**SOURCE RECORDS:**

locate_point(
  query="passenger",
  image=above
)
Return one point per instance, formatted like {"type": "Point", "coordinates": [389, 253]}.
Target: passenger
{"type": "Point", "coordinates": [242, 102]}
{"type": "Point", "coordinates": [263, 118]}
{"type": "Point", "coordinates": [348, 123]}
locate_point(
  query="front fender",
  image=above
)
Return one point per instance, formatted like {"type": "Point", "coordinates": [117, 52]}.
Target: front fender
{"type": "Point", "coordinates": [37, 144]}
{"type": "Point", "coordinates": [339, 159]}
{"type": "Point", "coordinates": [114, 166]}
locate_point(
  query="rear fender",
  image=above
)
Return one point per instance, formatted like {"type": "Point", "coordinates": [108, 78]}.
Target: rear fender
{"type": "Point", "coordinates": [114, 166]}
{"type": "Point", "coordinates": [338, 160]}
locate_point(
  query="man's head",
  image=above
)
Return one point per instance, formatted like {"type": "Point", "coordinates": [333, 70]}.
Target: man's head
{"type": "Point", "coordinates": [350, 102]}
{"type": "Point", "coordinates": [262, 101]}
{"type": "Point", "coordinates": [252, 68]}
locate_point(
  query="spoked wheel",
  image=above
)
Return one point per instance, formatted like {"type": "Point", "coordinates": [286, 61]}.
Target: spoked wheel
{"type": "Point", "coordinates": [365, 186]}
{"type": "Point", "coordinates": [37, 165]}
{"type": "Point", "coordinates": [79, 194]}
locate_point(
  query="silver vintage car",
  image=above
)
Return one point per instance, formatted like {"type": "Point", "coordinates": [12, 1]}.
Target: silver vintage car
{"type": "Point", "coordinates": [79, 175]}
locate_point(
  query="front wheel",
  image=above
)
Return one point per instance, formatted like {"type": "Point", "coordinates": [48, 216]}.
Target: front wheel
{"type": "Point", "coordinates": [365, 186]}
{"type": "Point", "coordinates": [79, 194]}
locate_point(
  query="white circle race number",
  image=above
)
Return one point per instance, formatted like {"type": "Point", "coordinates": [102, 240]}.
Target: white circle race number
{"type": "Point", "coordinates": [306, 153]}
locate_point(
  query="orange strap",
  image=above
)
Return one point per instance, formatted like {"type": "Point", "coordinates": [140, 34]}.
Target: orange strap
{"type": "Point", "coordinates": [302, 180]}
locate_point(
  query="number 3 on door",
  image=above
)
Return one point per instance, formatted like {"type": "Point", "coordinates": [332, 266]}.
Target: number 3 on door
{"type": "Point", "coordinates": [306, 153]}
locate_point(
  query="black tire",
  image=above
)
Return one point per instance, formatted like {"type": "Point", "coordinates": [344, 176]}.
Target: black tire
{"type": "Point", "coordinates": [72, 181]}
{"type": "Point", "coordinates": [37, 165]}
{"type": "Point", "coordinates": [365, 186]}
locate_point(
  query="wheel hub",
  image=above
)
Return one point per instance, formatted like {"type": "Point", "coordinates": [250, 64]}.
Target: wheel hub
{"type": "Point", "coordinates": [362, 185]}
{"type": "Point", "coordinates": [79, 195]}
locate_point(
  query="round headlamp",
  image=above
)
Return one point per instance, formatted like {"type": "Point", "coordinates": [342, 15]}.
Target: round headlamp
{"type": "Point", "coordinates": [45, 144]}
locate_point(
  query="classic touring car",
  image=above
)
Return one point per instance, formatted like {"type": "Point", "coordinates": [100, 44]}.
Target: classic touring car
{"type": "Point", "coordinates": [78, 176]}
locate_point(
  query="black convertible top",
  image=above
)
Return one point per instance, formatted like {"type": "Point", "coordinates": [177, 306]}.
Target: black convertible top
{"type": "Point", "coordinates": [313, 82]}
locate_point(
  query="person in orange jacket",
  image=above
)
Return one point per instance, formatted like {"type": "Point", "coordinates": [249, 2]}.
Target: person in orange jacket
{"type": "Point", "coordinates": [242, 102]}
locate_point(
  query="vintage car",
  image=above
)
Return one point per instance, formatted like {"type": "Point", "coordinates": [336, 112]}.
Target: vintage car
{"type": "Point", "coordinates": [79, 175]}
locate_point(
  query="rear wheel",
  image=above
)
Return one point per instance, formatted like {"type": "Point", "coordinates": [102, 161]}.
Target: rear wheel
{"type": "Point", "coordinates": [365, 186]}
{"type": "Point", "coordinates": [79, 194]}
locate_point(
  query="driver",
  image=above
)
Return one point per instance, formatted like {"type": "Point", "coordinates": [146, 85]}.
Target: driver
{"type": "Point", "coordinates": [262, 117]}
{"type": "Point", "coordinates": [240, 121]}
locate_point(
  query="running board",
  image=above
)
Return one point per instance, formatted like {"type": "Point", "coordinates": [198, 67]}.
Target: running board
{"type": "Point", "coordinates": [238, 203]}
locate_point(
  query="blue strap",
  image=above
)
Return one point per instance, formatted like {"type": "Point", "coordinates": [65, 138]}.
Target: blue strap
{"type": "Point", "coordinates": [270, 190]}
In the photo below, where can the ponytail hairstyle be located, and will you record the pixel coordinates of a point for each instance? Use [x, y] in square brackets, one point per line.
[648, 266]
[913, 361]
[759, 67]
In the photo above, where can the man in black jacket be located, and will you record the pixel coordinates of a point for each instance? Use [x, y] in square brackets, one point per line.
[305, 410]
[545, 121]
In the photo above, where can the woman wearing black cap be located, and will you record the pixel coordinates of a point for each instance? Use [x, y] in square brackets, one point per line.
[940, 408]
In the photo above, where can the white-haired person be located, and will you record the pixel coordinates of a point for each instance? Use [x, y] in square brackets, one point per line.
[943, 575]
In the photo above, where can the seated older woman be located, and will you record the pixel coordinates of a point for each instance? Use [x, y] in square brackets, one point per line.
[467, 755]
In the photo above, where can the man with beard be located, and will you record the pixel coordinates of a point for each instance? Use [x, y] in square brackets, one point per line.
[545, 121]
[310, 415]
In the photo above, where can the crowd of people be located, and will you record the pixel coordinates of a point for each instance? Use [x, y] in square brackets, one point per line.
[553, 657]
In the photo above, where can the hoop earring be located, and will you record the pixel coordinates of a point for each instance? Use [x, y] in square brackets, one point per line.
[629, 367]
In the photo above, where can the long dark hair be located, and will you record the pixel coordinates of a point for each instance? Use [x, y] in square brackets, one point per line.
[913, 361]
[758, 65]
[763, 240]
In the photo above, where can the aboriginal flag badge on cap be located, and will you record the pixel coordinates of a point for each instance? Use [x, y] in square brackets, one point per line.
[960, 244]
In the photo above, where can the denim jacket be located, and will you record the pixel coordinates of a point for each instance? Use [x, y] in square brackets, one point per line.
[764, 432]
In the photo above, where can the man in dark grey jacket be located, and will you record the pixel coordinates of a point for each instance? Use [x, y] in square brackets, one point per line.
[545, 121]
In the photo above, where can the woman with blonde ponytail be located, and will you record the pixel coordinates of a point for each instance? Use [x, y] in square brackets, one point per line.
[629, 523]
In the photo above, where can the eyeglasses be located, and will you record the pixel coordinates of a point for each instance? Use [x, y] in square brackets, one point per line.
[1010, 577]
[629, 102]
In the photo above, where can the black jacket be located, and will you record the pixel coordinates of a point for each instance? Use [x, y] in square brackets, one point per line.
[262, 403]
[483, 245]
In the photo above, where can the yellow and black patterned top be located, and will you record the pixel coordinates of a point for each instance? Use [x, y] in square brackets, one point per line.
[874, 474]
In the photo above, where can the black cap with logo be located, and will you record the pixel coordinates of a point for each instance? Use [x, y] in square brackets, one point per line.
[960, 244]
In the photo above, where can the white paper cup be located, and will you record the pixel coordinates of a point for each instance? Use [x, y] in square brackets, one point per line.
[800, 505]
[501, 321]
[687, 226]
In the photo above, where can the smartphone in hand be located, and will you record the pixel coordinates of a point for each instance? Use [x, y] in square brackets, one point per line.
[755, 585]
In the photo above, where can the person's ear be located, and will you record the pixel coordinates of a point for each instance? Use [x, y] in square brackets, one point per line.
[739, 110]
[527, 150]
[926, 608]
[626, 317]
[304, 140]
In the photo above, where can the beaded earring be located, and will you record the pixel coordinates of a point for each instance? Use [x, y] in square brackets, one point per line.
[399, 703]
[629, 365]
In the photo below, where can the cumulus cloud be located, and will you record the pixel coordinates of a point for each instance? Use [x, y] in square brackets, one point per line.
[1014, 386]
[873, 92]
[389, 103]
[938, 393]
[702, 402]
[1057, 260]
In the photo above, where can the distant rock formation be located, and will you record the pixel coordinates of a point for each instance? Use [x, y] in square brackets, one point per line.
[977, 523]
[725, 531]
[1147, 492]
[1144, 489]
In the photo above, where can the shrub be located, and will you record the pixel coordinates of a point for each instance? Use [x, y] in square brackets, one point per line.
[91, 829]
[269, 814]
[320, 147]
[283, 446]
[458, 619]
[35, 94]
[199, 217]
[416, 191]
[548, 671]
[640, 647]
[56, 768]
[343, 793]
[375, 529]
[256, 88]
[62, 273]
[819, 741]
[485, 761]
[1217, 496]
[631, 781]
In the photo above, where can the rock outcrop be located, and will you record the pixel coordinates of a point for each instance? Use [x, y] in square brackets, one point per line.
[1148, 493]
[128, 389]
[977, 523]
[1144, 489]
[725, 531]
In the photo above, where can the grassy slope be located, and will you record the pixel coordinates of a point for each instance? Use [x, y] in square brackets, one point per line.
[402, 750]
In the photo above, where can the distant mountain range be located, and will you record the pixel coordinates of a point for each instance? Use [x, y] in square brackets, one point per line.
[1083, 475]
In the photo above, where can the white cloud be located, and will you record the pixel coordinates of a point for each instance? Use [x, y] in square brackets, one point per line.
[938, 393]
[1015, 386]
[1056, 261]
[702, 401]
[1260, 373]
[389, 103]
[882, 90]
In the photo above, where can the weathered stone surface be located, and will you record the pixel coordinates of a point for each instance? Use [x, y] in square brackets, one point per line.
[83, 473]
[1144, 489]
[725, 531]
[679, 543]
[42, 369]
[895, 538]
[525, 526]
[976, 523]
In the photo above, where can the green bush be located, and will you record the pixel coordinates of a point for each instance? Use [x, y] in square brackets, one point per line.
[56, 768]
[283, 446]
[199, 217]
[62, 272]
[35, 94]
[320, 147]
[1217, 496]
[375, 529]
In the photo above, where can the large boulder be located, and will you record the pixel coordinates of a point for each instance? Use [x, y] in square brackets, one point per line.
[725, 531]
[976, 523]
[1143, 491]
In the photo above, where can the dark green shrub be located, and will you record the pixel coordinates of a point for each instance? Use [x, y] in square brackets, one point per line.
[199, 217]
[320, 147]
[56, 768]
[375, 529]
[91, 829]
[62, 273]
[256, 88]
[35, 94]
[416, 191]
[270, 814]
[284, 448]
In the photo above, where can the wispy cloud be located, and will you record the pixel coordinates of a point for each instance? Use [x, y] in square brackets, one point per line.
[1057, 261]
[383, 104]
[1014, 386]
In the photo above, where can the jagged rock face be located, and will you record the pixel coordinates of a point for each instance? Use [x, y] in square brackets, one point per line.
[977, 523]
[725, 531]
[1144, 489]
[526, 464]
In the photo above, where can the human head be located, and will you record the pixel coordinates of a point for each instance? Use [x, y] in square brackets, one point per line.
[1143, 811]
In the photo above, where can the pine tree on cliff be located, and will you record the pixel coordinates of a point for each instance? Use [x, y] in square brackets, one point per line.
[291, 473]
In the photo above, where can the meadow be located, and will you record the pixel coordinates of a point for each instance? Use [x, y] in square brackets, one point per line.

**TASK TO CARRY OUT:** The lines from the one containing "In the photo above, where can the jagged" through the final line of the listing above are to be repeated exactly, and nothing else is to be printed.

**RESPONSE:**
In the photo above, where can the jagged rock face be located, and will you record the pixel coordinates of a point for each instance? Use [x, y] in square brackets, one point per line.
[977, 523]
[725, 531]
[1144, 489]
[526, 464]
In the photo above, where can the human head be located, and will you record the pixel coordinates of a point for each instance? Use [x, y] in square brackets, one point per line.
[1143, 811]
In the photo above, where can the pine tree on cliff be located, and will you record the pixel coordinates of a point for each instance? Use [x, y] in square brackets, one point per line.
[291, 473]
In the photo above, where can the meadow be located, and will you record the pixel coordinates of a point for each instance? Use [x, y] in square brackets, one point per line.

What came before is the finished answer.